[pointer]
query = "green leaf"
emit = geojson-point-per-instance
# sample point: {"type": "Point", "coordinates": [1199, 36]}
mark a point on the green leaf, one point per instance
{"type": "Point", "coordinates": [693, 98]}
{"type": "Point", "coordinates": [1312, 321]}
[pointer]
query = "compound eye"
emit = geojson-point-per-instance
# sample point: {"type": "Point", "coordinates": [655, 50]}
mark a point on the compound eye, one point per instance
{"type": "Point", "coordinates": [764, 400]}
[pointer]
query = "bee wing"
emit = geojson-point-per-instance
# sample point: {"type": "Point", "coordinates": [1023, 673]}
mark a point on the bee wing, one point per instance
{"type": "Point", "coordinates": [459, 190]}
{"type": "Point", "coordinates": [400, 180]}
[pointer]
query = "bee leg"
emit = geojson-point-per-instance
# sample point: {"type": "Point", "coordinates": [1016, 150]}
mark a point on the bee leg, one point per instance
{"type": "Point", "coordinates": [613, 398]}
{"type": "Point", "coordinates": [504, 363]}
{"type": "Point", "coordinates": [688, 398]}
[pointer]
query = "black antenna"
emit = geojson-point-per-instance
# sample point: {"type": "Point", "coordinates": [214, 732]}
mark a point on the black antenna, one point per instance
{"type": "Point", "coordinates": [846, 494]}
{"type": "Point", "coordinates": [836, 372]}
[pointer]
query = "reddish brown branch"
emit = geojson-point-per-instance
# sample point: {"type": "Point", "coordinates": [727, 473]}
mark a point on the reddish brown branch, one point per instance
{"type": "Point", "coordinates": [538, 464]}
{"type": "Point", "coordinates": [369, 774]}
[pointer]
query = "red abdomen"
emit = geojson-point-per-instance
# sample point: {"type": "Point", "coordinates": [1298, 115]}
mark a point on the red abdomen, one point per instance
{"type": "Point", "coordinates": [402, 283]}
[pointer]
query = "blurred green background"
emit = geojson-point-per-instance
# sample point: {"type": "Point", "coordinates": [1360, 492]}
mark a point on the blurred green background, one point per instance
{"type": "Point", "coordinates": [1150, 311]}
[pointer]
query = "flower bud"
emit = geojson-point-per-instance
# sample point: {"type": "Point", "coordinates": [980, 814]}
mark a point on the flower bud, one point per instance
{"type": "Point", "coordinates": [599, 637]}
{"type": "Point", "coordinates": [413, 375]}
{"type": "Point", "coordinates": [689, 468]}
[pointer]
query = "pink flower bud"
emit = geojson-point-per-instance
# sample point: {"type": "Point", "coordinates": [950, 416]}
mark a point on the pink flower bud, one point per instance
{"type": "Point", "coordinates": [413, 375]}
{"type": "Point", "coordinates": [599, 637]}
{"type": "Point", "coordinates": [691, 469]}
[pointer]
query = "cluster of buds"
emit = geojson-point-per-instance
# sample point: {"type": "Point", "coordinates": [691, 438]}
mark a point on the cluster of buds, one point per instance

◇ ◇ ◇ ◇ ◇

- [Set exercise]: Show every line above that contains the word "leaf".

- [Final result]:
query = "green leaf"
mark a point on the green leaf, one point per instance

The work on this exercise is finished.